Excerpted records
►
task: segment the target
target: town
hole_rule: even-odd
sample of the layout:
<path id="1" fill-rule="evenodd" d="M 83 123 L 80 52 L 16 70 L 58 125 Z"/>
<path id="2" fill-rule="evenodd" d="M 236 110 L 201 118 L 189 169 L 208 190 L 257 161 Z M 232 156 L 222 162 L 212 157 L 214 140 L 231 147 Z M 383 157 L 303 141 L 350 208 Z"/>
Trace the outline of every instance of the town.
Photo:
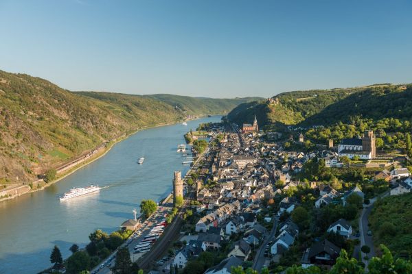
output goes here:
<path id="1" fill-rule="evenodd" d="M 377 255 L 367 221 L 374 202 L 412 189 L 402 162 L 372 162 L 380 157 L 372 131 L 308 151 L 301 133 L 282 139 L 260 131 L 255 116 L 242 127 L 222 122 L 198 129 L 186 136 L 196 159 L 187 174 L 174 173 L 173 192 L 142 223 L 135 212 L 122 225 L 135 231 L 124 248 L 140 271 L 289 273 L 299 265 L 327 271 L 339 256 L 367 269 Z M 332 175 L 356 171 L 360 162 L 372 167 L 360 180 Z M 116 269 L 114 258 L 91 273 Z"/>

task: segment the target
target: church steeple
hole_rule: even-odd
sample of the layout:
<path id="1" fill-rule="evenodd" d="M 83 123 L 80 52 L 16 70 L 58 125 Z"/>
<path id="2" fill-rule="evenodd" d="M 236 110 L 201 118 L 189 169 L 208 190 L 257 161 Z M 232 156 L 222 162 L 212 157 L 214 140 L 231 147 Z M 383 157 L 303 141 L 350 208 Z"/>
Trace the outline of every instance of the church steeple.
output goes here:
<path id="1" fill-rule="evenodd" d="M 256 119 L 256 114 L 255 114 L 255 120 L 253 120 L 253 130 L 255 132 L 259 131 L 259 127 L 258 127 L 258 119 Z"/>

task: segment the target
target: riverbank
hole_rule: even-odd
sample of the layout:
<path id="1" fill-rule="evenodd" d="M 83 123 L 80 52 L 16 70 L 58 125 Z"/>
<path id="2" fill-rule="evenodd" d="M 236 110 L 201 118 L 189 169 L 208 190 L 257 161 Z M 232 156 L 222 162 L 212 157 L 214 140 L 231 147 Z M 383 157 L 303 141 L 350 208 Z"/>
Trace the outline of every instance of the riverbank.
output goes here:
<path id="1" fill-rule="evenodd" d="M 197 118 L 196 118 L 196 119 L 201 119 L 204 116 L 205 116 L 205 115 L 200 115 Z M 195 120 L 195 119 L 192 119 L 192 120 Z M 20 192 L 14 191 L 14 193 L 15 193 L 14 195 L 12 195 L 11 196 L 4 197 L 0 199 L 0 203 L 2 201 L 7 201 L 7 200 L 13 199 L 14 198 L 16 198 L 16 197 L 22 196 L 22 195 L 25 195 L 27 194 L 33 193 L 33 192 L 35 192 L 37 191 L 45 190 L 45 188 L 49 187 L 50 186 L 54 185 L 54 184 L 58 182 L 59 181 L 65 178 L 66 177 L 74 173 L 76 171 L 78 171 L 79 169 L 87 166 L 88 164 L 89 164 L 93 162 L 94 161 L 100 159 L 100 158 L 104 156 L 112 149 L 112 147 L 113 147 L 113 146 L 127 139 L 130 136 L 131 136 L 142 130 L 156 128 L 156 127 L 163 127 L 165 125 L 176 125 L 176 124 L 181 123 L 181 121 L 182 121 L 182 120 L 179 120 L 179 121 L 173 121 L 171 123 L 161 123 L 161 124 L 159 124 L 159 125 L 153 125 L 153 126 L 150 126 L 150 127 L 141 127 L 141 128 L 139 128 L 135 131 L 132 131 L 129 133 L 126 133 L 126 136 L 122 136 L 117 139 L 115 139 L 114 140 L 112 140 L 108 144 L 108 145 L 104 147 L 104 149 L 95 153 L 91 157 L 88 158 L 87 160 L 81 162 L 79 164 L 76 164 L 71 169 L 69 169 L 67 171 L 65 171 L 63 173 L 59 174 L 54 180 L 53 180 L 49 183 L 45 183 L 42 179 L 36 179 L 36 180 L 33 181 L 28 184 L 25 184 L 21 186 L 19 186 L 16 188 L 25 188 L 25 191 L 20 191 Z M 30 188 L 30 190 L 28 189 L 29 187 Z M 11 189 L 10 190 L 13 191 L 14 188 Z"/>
◄
The pictures should not appear in the copy; every other part of the records above must be returned exactly.

task: segment the target
target: town
hole_rule: even-odd
sample of the layout:
<path id="1" fill-rule="evenodd" d="M 83 123 L 80 52 L 16 70 L 58 125 Z"/>
<path id="2" fill-rule="evenodd" d="M 236 110 L 201 118 L 189 169 L 208 190 L 257 161 Z M 232 156 L 222 162 L 212 157 L 214 140 L 231 147 Z M 383 157 L 303 141 L 350 208 Z"/>
Trace the outline of every instance of the town.
Photo:
output goes here:
<path id="1" fill-rule="evenodd" d="M 377 255 L 367 221 L 374 202 L 412 189 L 402 162 L 372 162 L 380 157 L 372 131 L 308 151 L 301 133 L 282 139 L 260 131 L 255 116 L 242 127 L 222 122 L 198 129 L 186 136 L 196 159 L 187 174 L 174 173 L 173 192 L 142 223 L 135 212 L 122 225 L 135 231 L 124 248 L 140 271 L 289 273 L 299 265 L 327 271 L 339 256 L 367 269 Z M 332 175 L 356 171 L 360 162 L 372 167 L 360 180 Z M 116 269 L 114 258 L 91 273 Z"/>

task: segment the target
target: church steeple
hole_rule: even-odd
sample of the layout:
<path id="1" fill-rule="evenodd" d="M 83 123 L 80 52 L 16 70 L 58 125 Z"/>
<path id="2" fill-rule="evenodd" d="M 236 110 L 201 118 L 189 169 L 208 190 L 257 161 Z M 232 156 L 222 162 L 212 157 L 214 140 L 231 147 Z M 383 157 L 303 141 L 350 208 Z"/>
Trace the outline of every instance of the church steeple.
output goes here:
<path id="1" fill-rule="evenodd" d="M 256 119 L 256 114 L 255 114 L 255 120 L 253 120 L 253 130 L 255 132 L 259 131 L 259 127 L 258 127 L 258 119 Z"/>

task: segment the target
target: riverbank
hole_rule: even-odd
sample of the layout:
<path id="1" fill-rule="evenodd" d="M 83 123 L 80 52 L 16 70 L 58 125 Z"/>
<path id="2" fill-rule="evenodd" d="M 236 110 L 201 118 L 189 169 L 208 190 L 257 161 Z M 232 156 L 222 162 L 212 157 L 214 140 L 231 147 Z M 383 157 L 303 141 L 350 208 Z"/>
Trace the outline of every instance of the riverbank.
output goes here:
<path id="1" fill-rule="evenodd" d="M 197 118 L 196 118 L 196 119 L 201 119 L 204 116 L 205 116 L 205 115 L 200 115 Z M 195 120 L 195 119 L 192 119 L 192 120 Z M 20 192 L 14 191 L 14 193 L 15 193 L 14 195 L 12 195 L 11 196 L 4 197 L 0 199 L 0 203 L 2 201 L 7 201 L 7 200 L 13 199 L 14 198 L 16 198 L 16 197 L 22 196 L 22 195 L 25 195 L 27 194 L 33 193 L 33 192 L 35 192 L 37 191 L 45 190 L 45 188 L 49 187 L 50 186 L 54 185 L 54 184 L 58 182 L 59 181 L 65 178 L 66 177 L 74 173 L 76 171 L 78 171 L 79 169 L 87 166 L 88 164 L 89 164 L 93 162 L 94 161 L 100 159 L 100 158 L 104 156 L 112 149 L 112 147 L 113 147 L 113 146 L 127 139 L 130 136 L 131 136 L 142 130 L 156 128 L 156 127 L 163 127 L 165 125 L 176 125 L 176 124 L 181 123 L 181 121 L 182 121 L 182 120 L 179 120 L 179 121 L 173 121 L 171 123 L 161 123 L 161 124 L 159 124 L 159 125 L 153 125 L 153 126 L 150 126 L 150 127 L 141 127 L 141 128 L 139 128 L 135 131 L 132 131 L 129 133 L 126 133 L 126 136 L 122 136 L 117 139 L 115 139 L 114 140 L 112 140 L 108 144 L 108 145 L 104 147 L 104 149 L 95 153 L 91 157 L 88 158 L 87 160 L 81 162 L 79 164 L 76 164 L 71 169 L 69 169 L 67 171 L 65 171 L 63 173 L 59 174 L 54 180 L 53 180 L 49 183 L 45 183 L 42 179 L 36 179 L 36 180 L 33 181 L 28 184 L 25 184 L 21 186 L 19 186 L 16 188 L 25 188 L 25 191 L 20 191 Z M 30 188 L 30 190 L 28 189 L 29 187 Z M 11 189 L 10 190 L 13 191 L 14 188 Z"/>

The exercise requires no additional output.